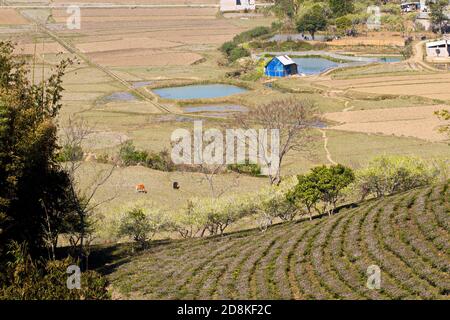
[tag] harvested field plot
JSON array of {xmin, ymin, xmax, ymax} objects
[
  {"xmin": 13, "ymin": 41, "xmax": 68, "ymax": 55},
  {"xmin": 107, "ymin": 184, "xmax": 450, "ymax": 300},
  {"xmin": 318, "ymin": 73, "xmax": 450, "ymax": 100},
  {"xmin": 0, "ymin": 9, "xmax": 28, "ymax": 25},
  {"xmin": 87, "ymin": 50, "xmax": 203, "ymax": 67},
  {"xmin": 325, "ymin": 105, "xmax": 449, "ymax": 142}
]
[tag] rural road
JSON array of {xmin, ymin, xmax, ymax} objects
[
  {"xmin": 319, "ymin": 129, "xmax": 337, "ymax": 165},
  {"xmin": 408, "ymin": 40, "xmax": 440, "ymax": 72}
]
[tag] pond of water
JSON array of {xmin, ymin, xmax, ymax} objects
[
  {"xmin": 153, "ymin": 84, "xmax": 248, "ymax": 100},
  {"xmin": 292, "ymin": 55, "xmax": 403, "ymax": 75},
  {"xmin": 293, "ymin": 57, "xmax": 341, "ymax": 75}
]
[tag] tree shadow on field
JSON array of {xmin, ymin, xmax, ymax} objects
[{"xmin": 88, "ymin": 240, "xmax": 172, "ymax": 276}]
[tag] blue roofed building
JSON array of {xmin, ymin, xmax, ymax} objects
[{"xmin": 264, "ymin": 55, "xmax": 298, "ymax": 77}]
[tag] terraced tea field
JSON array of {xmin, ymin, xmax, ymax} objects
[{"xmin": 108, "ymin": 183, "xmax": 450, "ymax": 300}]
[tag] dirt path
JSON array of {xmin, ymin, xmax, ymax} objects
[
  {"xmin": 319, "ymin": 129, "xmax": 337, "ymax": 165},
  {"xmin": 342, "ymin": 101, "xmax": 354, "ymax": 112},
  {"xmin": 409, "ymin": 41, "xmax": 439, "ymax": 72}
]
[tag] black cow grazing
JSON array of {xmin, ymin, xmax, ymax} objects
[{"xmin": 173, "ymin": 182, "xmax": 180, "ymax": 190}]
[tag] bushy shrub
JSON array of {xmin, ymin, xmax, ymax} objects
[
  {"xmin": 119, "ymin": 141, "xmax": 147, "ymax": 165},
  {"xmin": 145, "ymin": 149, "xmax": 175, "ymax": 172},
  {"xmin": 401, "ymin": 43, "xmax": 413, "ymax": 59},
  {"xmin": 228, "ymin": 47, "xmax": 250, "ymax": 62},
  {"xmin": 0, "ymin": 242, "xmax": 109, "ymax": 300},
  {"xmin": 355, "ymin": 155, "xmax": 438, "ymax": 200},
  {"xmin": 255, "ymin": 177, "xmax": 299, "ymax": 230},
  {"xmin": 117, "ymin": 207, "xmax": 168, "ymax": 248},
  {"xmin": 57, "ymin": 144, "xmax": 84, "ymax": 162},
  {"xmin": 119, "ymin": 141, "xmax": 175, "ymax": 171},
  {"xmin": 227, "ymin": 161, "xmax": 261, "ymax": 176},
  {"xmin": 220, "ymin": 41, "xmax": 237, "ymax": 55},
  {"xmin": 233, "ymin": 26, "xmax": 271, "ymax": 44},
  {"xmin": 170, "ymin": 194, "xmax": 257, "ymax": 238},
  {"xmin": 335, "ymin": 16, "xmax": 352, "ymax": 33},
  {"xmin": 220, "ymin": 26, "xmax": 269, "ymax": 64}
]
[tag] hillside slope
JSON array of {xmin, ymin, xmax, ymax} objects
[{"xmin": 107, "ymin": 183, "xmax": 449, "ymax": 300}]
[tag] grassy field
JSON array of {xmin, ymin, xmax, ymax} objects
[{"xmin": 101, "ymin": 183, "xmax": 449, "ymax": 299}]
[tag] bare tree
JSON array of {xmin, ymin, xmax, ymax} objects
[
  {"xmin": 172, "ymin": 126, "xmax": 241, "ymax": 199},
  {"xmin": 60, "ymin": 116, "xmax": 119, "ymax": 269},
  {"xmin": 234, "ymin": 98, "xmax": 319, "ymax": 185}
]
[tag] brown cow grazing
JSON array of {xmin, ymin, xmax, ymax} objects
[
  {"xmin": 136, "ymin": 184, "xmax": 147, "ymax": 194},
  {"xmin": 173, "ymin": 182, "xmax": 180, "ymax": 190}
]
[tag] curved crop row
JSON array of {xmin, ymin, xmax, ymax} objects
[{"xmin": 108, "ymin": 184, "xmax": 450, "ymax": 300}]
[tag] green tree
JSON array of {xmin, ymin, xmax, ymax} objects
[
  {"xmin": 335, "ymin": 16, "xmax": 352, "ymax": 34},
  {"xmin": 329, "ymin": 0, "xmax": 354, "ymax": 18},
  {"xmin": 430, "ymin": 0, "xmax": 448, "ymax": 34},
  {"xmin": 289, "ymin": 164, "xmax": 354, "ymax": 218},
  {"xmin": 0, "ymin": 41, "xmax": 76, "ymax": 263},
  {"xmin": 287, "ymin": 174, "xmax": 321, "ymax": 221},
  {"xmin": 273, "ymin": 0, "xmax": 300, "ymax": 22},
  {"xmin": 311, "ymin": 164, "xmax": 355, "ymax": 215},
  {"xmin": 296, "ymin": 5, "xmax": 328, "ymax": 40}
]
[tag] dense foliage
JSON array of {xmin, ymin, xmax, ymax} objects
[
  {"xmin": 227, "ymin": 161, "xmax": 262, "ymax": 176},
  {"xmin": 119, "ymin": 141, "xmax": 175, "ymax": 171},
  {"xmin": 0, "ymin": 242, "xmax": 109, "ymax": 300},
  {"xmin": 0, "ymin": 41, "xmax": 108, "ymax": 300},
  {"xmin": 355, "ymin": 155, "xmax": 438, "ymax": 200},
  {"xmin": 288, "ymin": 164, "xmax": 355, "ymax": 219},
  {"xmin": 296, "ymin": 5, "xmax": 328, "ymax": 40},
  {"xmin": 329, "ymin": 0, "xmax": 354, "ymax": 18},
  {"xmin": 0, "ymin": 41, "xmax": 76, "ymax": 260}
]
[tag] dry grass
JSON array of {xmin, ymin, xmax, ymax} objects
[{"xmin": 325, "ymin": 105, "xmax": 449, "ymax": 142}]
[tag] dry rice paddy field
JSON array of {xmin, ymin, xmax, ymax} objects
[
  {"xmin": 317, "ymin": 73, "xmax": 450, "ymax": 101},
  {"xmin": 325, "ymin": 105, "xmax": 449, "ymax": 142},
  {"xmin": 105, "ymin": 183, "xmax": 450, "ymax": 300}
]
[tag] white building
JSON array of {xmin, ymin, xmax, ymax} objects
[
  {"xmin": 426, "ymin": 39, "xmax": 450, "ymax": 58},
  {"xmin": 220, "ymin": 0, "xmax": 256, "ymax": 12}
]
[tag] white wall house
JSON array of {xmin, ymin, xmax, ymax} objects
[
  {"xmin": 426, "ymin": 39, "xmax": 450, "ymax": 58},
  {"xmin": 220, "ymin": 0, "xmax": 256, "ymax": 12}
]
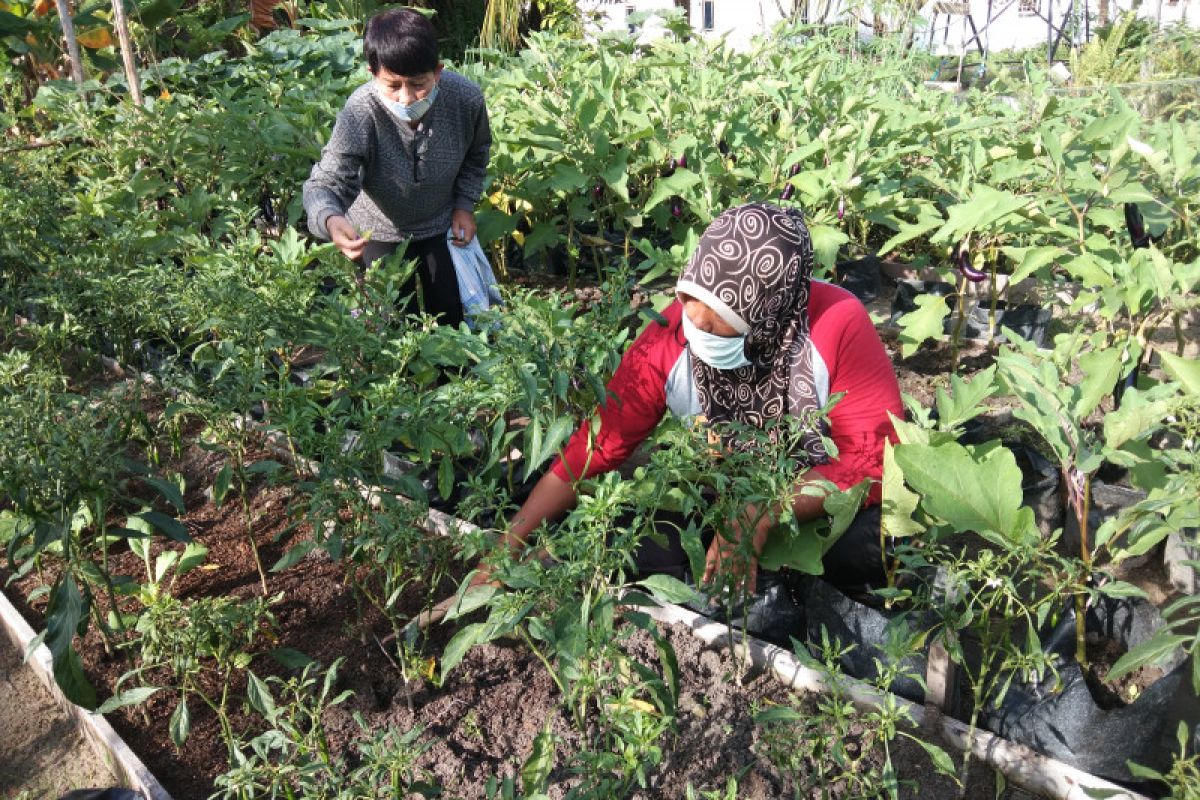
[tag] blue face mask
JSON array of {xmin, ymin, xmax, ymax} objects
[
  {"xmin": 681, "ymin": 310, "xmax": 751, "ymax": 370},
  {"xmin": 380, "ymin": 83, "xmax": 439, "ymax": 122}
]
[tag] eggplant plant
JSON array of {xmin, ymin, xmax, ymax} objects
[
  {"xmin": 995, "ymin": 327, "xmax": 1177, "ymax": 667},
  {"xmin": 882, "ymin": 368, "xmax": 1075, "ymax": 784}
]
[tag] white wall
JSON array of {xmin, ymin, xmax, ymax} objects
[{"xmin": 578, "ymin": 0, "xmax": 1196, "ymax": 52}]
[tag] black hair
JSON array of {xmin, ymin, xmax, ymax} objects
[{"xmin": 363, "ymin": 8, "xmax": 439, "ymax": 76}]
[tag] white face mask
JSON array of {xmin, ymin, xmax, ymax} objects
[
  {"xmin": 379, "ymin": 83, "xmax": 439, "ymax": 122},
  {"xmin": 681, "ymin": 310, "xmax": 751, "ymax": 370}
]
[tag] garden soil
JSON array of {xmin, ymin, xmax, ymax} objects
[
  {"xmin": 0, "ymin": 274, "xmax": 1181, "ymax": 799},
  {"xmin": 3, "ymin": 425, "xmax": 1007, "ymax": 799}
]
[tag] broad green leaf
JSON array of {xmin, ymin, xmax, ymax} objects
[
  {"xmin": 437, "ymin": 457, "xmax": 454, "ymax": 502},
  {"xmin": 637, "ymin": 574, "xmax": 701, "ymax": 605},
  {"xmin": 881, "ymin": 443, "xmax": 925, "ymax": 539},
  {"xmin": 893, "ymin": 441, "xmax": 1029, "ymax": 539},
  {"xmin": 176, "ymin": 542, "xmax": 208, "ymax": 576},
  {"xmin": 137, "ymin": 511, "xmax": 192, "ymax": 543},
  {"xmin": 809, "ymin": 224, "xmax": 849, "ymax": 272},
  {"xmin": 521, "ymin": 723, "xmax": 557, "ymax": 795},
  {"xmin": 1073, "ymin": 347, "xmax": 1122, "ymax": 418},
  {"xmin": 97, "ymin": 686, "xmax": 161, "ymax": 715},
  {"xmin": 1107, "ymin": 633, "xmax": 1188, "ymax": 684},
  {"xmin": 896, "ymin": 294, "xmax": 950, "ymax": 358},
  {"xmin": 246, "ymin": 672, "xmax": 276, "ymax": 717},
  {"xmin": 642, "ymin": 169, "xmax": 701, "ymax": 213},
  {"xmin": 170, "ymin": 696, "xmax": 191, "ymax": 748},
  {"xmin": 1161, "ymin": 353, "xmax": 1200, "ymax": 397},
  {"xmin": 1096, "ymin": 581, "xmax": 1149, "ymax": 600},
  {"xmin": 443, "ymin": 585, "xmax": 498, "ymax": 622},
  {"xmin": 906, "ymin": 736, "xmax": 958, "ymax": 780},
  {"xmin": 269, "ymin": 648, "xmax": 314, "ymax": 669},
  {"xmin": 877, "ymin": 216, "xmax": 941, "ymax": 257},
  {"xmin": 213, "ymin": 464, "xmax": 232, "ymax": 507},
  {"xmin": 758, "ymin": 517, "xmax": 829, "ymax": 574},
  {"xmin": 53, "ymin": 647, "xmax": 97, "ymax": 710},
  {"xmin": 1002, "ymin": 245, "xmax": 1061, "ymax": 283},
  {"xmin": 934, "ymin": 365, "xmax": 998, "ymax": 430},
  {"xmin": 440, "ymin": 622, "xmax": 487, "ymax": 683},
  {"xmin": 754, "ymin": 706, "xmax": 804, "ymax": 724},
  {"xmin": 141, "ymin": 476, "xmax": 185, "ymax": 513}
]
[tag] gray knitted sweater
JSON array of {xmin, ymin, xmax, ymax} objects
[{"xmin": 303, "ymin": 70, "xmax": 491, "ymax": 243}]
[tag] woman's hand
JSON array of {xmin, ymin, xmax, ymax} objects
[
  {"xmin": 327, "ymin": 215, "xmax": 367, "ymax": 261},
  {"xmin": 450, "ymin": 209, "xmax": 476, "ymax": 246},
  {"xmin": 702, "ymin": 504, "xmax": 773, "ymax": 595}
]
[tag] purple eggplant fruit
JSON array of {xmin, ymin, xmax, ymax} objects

========================

• What you will do:
Copy every line from the data that includes the string "face".

• Answer to the exercise:
[tag] blue face mask
[tag] white face mask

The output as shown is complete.